Tujuan Tugas> Tolong tulis ulang bagian kutipan tentang van der Tuuk yang dimulai dengan "Punggawa bahasa Nusantara, van" dan berlanjut sampai "segala kepentingan mereka.", dengan mengganti "rakyat pribumi" menjadi "penduduk bumiputra".

Kutipan Halaman>
----

Punggawa bahasa Nusantara, van der Tuuk, misalnya, menjadi penguasa bahasa Batak, Lampung, Melayu, Jawa,
Sunda, Bali, dan Jawa Kuno. Karya besarnya, Kamus Batak – Belanda (Bataksch-Nederduitsch
Woordenboek [1861]) hingga saat
ini masih menjadi rujukan terandal bagi siapa saja yang meneliti budaya Batak.
Dengan
menguasai bahasa-bahasa di tanah jajahannyalah Tuuk dapat menguasai seluk-beluk
pengetahuan (tradisi, budaya, adat, hingga mentalitas) rakyat pribumi. Dalam
konteks kolonial, bentuk penguasaan ini adalah sejenis penjinakan bahkan
pengadaban rakyat pribumi agar bisa masuk dalam segala kepentingan mereka.

----

Daftar Baris>
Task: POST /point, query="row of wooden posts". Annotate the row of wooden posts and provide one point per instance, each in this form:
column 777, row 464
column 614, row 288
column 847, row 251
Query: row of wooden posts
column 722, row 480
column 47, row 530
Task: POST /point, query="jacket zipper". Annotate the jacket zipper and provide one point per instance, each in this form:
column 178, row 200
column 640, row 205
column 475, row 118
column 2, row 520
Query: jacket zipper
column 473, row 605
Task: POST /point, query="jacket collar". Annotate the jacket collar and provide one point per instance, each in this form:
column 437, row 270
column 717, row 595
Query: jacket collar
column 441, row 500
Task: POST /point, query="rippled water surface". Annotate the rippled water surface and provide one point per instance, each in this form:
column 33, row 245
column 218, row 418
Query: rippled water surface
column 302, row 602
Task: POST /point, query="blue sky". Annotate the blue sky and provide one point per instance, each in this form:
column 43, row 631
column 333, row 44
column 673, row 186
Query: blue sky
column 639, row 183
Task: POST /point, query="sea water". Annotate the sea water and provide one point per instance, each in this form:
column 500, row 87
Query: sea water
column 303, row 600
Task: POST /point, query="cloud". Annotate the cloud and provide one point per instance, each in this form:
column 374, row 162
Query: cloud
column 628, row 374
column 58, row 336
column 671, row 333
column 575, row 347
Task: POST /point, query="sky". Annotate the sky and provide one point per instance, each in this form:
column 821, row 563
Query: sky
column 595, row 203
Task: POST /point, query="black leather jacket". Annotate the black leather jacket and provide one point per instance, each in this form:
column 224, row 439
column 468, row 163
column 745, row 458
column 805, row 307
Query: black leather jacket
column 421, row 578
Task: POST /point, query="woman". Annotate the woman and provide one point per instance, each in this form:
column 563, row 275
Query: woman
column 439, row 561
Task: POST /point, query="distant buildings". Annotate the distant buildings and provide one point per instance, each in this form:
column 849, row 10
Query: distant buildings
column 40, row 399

----

Penyelesaian Masalah>
Punggawa bahasa Nusantara, van der Tuuk, misalnya, menjadi penguasa bahasa Batak, Lampung, Melayu, Jawa,
Sunda, Bali, dan Jawa Kuno. Karya besarnya, Kamus Batak – Belanda (Bataksch-Nederduitsch
Woordenboek [1861]) hingga saat
ini masih menjadi rujukan terandal bagi siapa saja yang meneliti budaya Batak.
Dengan
menguasai bahasa-bahasa di tanah jajahannyalah Tuuk dapat menguasai seluk-beluk
pengetahuan (tradisi, budaya, adat, hingga mentalitas) penduduk bumiputra. Dalam
konteks kolonial, bentuk penguasaan ini adalah sejenis penjinakan bahkan
pengadaban penduduk bumiputra agar bisa masuk dalam segala kepentingan mereka.